--- GIVEN PASSAGE ---
The national strike by jewellers which had effectively closed the market for six weeks, came to an end in mid-April. But there was no relief rally. Consumers were unprepared for the huge jump in the gold price when the market re-opened. Despite the discount, domestic prices pushed their way up to – and above – Rs30,000/10g, a significant psychological barrier for Indian consumers and the highest domestic price for more than two and a half years. Consumers were not only put off by the high cost, but also by the belief that such a price level would prove only temporary. Aside from essential purchasing and gifting around Akshaya Tritiya, demand was largely put on hold awaiting lower prices as a buying opportunity.

Lower spending by rural Indians was another blow to demand. The rural population accounts for more than half of India’s jewellery demand, so any difficulty in this sector has a material impact on demand. Two consecutive years of deficient monsoon rainfalls have taken their toll on rural incomes. This is clear in other sectors, too. Poor rural spending has been cited as a reason for weak car sales and demand for consumer goods. Commenting on disappointing Q2 revenue figures for Hindustan Unilever Ltd, CEO Sanjiv Mehta said that ‘The continued pressure on areas with deficient monsoon are manifest from the fact that ...rural growth [has] lagged urban for another quarter...’ 1 While IHS Automotive analyst Anil Sharma noted that ‘Cars ...derive a lot of volumes from... rural markets. What we see... is a reflection of rural stress, stemming from rainfall deficit in the last two years.' 2

Lastly, the market continued to feel the reverberations from government regulation. The introduction of an additional 1% excise duty (which prompted the jewellers’ strike in Q1) and the requirement that purchases above Rs200,000 need a Permanent Account Number (PAN) card have acted as headwinds to the industry, impacting demand in the organised sector most notably. An unintended side-effect has been to increase the flow of unofficial gold into India – in part as the trade attempts to find ways around the legislation. Despite demand remaining weak, an estimated 44t of smuggled gold entered the market during the quarter. This is in line with our 2016 full-year forecast range of 140–160t, up from around 120t last year.

Faced with these regulatory challenges and the increase in smuggling, India’s bullion sector continues to make moves to formalise its business, with the intention that this will also encourage the jewellery sector to do the same. The large national and regional jewellery chains do not oppose the implementation of the excise duty. But smaller, independent and family-based retailers, who prefer to use cash-based transactions, are opposed to the duty and the additional administrative and financial burden it creates. The ‘Bullion Federation of India’, an industry body composed of 50 leading bullion dealers across 17 states, was created amid a groundswell of intention to conduct their business in a transparent way, avoiding any unaccounted money and fully complying with tax requirements and regulation.

High prices and low economic growth weigh on Chinese consumer sentiment

Gold jewellery demand in China was similarly weak, but – with the exception of the high gold price – the reasons were somewhat different. Q2 demand fell 15% to 143.5t. Following on from the disappointing first quarter, this resulted in the lowest first half total for Chinese jewellery since 2012 (322.5t). Weak consumer confidence was the backdrop to this picture.

--- TASKS TO PERFORM ---
• A. According to the gold jewelry passage, how much smuggled gold is estimated to have entered the market during the quarter?
• B. Rewrite the gold jewelry passage starting with "Lastly, the market" and going on through "120t last year.", putting "illicit gold" in place of "smuggled gold".
The rows have nothing to do with the gold jewelry passage.

--- DATASET CONTENT ---

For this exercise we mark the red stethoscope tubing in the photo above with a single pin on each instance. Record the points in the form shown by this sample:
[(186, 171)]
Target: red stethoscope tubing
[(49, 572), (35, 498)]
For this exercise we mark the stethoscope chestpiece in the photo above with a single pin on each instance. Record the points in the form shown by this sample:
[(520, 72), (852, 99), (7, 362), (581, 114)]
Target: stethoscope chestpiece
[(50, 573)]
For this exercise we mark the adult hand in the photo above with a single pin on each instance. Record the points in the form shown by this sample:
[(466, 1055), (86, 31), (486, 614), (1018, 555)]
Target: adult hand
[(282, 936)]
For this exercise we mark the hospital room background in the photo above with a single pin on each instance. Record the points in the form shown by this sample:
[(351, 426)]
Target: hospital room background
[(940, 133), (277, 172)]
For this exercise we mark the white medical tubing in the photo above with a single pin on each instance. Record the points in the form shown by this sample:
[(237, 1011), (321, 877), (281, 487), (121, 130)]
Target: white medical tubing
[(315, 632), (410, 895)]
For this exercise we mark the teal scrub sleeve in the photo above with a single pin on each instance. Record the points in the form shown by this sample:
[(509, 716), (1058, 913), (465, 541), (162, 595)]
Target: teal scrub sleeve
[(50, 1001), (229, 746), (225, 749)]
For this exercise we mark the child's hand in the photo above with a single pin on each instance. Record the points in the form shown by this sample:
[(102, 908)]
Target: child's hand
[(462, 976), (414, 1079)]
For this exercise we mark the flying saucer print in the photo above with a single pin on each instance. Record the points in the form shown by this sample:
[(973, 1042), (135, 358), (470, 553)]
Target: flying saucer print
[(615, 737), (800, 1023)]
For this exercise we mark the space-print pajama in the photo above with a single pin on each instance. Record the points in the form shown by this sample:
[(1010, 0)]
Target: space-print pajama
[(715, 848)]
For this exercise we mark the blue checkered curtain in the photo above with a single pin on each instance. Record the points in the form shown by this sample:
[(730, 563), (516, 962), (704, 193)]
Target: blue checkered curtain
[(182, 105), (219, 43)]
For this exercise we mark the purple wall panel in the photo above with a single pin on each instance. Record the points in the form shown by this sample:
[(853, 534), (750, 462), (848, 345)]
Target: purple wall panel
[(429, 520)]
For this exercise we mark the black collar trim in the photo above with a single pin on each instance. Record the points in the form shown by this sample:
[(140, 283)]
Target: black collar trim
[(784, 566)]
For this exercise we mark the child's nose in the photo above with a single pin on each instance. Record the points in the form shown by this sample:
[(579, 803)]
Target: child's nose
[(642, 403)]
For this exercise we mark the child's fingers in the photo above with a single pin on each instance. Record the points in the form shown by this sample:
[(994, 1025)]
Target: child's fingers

--- WRITTEN RESPONSES ---
• A. An estimated 44t.

• B.
Lastly, the market continued to feel the reverberations from government regulation. The introduction of an additional 1% excise duty (which prompted the jewellers’ strike in Q1) and the requirement that purchases above Rs200,000 need a Permanent Account Number (PAN) card have acted as headwinds to the industry, impacting demand in the organised sector most notably. An unintended side-effect has been to increase the flow of unofficial gold into India – in part as the trade attempts to find ways around the legislation. Despite demand remaining weak, an estimated 44t of illicit gold entered the market during the quarter. This is in line with our 2016 full-year forecast range of 140–160t, up from around 120t last year.